- **Given data**

((

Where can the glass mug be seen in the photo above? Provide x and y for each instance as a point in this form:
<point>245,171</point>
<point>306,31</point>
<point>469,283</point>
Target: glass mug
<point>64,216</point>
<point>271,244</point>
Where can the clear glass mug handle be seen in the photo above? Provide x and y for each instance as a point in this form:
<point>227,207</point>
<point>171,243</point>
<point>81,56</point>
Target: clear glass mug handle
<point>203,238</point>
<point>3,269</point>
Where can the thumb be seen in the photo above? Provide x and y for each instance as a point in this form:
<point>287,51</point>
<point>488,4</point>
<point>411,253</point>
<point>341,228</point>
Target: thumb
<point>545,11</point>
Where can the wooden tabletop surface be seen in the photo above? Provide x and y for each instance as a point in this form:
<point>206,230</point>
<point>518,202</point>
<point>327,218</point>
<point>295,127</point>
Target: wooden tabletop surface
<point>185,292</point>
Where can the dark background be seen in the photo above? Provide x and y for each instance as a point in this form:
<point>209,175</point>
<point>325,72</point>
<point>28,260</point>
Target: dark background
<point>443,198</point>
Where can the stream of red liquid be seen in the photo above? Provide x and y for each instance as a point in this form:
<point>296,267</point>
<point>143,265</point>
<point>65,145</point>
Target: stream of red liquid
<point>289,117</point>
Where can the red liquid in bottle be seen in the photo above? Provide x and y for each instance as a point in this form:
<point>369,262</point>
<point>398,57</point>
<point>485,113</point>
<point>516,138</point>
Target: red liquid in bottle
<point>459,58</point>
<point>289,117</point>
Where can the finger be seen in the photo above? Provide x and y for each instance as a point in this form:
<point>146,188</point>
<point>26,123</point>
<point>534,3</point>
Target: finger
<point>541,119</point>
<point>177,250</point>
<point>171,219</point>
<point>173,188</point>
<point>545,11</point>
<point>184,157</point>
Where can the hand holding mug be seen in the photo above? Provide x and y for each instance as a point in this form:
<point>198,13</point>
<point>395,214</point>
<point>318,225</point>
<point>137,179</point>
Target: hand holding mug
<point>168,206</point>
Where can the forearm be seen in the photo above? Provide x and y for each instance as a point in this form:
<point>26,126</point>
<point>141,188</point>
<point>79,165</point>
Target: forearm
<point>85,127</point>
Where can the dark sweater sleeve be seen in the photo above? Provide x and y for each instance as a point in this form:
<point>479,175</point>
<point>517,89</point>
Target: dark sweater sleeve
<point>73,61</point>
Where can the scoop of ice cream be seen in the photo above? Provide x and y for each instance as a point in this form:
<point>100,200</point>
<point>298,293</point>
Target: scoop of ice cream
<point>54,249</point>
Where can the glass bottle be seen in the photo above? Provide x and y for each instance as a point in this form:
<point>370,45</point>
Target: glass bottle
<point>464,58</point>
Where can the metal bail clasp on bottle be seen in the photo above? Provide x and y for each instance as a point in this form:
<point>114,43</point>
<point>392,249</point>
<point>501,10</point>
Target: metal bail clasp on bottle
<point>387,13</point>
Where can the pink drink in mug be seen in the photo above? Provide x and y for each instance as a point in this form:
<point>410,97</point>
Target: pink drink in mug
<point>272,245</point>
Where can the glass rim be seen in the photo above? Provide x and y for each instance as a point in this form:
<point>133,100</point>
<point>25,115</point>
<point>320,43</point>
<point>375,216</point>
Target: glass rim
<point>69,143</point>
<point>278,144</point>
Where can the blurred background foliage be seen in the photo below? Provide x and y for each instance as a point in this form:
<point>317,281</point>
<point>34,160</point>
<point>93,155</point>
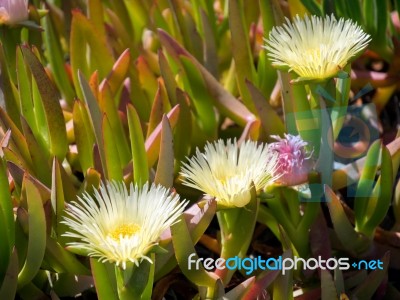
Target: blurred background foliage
<point>126,90</point>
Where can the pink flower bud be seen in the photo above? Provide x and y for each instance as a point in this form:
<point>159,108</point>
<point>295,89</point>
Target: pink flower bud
<point>294,161</point>
<point>13,11</point>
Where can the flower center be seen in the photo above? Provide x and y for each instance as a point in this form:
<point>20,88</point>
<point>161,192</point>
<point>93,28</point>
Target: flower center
<point>124,230</point>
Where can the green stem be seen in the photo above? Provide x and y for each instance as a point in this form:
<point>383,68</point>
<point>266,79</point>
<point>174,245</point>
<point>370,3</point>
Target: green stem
<point>237,226</point>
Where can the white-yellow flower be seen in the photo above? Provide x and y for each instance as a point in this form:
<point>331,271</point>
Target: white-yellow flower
<point>13,11</point>
<point>121,226</point>
<point>226,172</point>
<point>315,48</point>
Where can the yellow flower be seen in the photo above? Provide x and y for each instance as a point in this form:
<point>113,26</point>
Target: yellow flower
<point>120,226</point>
<point>226,172</point>
<point>13,11</point>
<point>315,48</point>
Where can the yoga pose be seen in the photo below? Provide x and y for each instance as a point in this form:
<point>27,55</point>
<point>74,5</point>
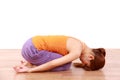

))

- **Assigned task**
Copy every record above exactly, leaving out any pictures.

- **Answer to this problem**
Where can the glass mug be seen in the photo above? Provide x and y for each instance as a point in this form:
<point>245,171</point>
<point>306,31</point>
<point>469,283</point>
Target: glass mug
<point>64,216</point>
<point>271,244</point>
Where can the clear glass mug handle be seen in the photo above? Provide x and y for each instance as a point in this form:
<point>227,207</point>
<point>171,243</point>
<point>81,56</point>
Target: clear glass mug handle
<point>203,238</point>
<point>3,269</point>
Where can the thumb be seen in the photo above? Provide x and y for each instance as a point in this form:
<point>287,51</point>
<point>488,4</point>
<point>411,253</point>
<point>341,228</point>
Target: thumb
<point>545,11</point>
Where can the wooden tabletop surface be seen in the photo above? Provide x and y for each instance as a point in this form:
<point>206,230</point>
<point>518,202</point>
<point>327,218</point>
<point>295,127</point>
Target: wooden tabletop surface
<point>185,292</point>
Where can the dark background be seen in the photo above? Provide x and y for each instance as a point in this form:
<point>209,175</point>
<point>325,72</point>
<point>28,260</point>
Target: dark background
<point>443,198</point>
Where can the stream of red liquid be seen in the photo above? Provide x and y for each instance as a point in this form:
<point>296,267</point>
<point>143,265</point>
<point>65,145</point>
Target: stream of red liquid
<point>289,117</point>
Where can the red liquid in bottle be seen in the photo above? Provide x and y for each instance as a point in this form:
<point>369,262</point>
<point>398,57</point>
<point>485,113</point>
<point>516,138</point>
Target: red liquid in bottle
<point>459,58</point>
<point>289,117</point>
Where can the finger be seen in the photo above? Provide x and y for each instance as a point in this form:
<point>146,188</point>
<point>26,123</point>
<point>534,3</point>
Target: finger
<point>541,119</point>
<point>177,250</point>
<point>171,219</point>
<point>173,188</point>
<point>545,11</point>
<point>184,157</point>
Where can the hand holding mug be seen in the photo above? Provide x and y for each instance as a point in this form:
<point>198,13</point>
<point>395,214</point>
<point>318,225</point>
<point>137,179</point>
Target: hand holding mug
<point>168,206</point>
Where can the forearm be seen in the photo above? Provide x and y for each instance as a point in this form:
<point>26,126</point>
<point>141,188</point>
<point>79,165</point>
Target: forearm
<point>85,127</point>
Where can the dark sweater sleeve be seen in the photo above? Provide x and y for each instance as a point in this form:
<point>479,175</point>
<point>517,89</point>
Target: dark sweater sleeve
<point>73,61</point>
Where can the scoop of ice cream be seen in the photo above? Provide x and y for each instance as a point in this form:
<point>100,200</point>
<point>298,293</point>
Target: scoop of ice cream
<point>54,249</point>
Where can the glass bottle be seen in the photo above? Provide x and y for each instance as a point in this form:
<point>370,45</point>
Target: glass bottle
<point>464,58</point>
Where can the metal bail clasp on bottle be seen in the photo above? Provide x and y for each instance as a point in this form:
<point>114,43</point>
<point>392,249</point>
<point>501,10</point>
Target: metal bail clasp on bottle
<point>387,13</point>
Where can the pink drink in mug be seen in the photo above? Provide x and y for each instance as a point in this form:
<point>410,97</point>
Target: pink drink in mug
<point>272,245</point>
Where can the glass rim be seen in the photo above? Provide x and y for each instance as a point in this form:
<point>133,100</point>
<point>25,115</point>
<point>320,43</point>
<point>375,216</point>
Target: glass rim
<point>69,143</point>
<point>278,144</point>
Where can the blurred background foliage be seen in the photo below? Provide x and y for each instance as a point in this form:
<point>317,281</point>
<point>34,160</point>
<point>93,155</point>
Target: blurred background foliage
<point>126,90</point>
Where can the pink flower bud be seen in the photo above? Provide x and y for each instance as a point in this form:
<point>159,108</point>
<point>295,89</point>
Target: pink flower bud
<point>294,161</point>
<point>13,11</point>
Where can the flower center be seen in the photo above? Provide x and y for each instance as a point in this form:
<point>20,88</point>
<point>161,192</point>
<point>93,28</point>
Target: flower center
<point>124,230</point>
Where can the green stem be seen in the photo above? Provide x and y for each instance as a point in this form:
<point>383,68</point>
<point>266,79</point>
<point>174,245</point>
<point>370,3</point>
Target: green stem
<point>237,226</point>
Where can the white-yellow flower be seen in the photo above? Provide x and y for each instance as a point in this form:
<point>331,271</point>
Target: white-yellow flower
<point>13,11</point>
<point>121,226</point>
<point>226,172</point>
<point>315,48</point>
Where can the yellow flower be seen in the photo above? Provide x and y for each instance as a point in this form:
<point>113,26</point>
Target: yellow flower
<point>120,226</point>
<point>226,172</point>
<point>13,11</point>
<point>315,48</point>
Where can the yoga pose be seen in the photo below? Provide x and y for each instance as a point in this form:
<point>27,55</point>
<point>74,5</point>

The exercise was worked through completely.